**Document section:**
+===+

In December 2007, the Chinese government declared that weather forecasts were “state secrets” and said it would clamp down on illegal weather acquisition by foreigners. Violators included an illegal weather station set up by a Japanese company near a power station and a weather observation post near the Olympics yachting venue in Qingdao, which also happened to be near a military harbor.

Chinese meteorologists go about their jobs in a very no nonsense way. An Australian weatherman known for his comic, lighthearted broadcasts told the Los Angeles Times that some Chinese weatherman took offense to his style. “The Chinese take their weather seriously,” he said, “They wanted to know how I could joke about a topic that was likely to kill people.”



Climate in China

China is a big country and the climate varies greatly from region to region. There are places with bitterly cold winters as well as ones with scorching summers and everything in between. Wintertime in Inner Mongolia brings temperatures of -40°C (-40°F), while summer temperatures in Turpan, ‘the hottest place in China’, can hit 47°C (117°F). Beijing and Shanghai and most of China are very hot and humid in the summer; climate differences are more variable in the winter. Spring and fall generally have the most pleasant weather.

+===+

**Source material:**

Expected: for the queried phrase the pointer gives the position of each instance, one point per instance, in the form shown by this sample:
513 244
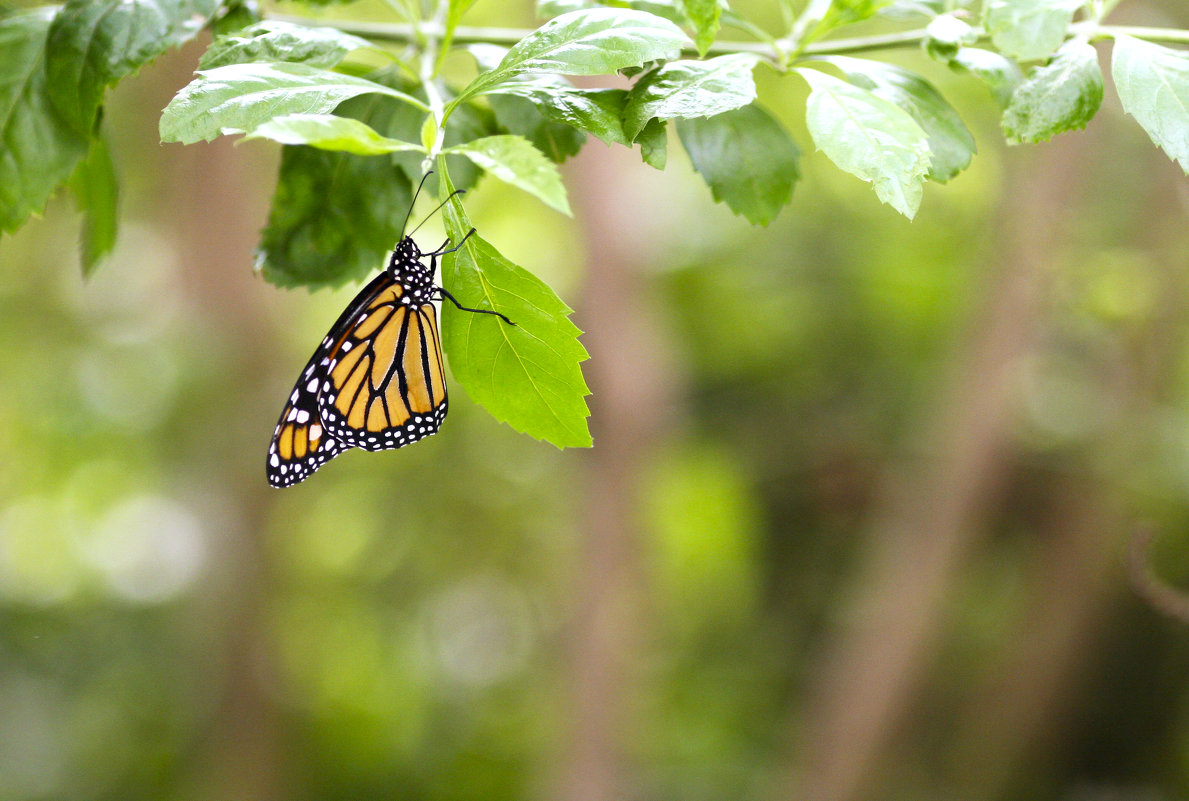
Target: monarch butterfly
377 380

+===+

**The task:**
Continue the text on weather and climate in China from its last sentence, keeping the same factual register.

**Expected output:**
According to the Columbia Encyclopedia: “To the extent that a general statement about the climate of such a large country can be made, China may be described as wet in the summer and dry in the winter. Regional differences are found in the highlands of Tibet, the desert and steppes of Xinjiang and Inner Mongolia, and in China proper. There the Qingling Mts. are the major dividing range not only between semiarid northern China and the more humid central and southern China but also between the grain-growing economy of the north and the rice economy of the south. [Source: Columbia Encyclopedia, 6th ed., Columbia University Press]

Most of China is in the northern temperate zone. and experiences four seasons. Only the southernmost portions of the Provinces of Yunnan and Guangdong, and the Shuang Autonomous Region of Guangxi lie within the tropics. A monsoon climate is a major influence in the south, but the north and west have a typical continental climate, except that winters are extremely dry and summers quite rainy.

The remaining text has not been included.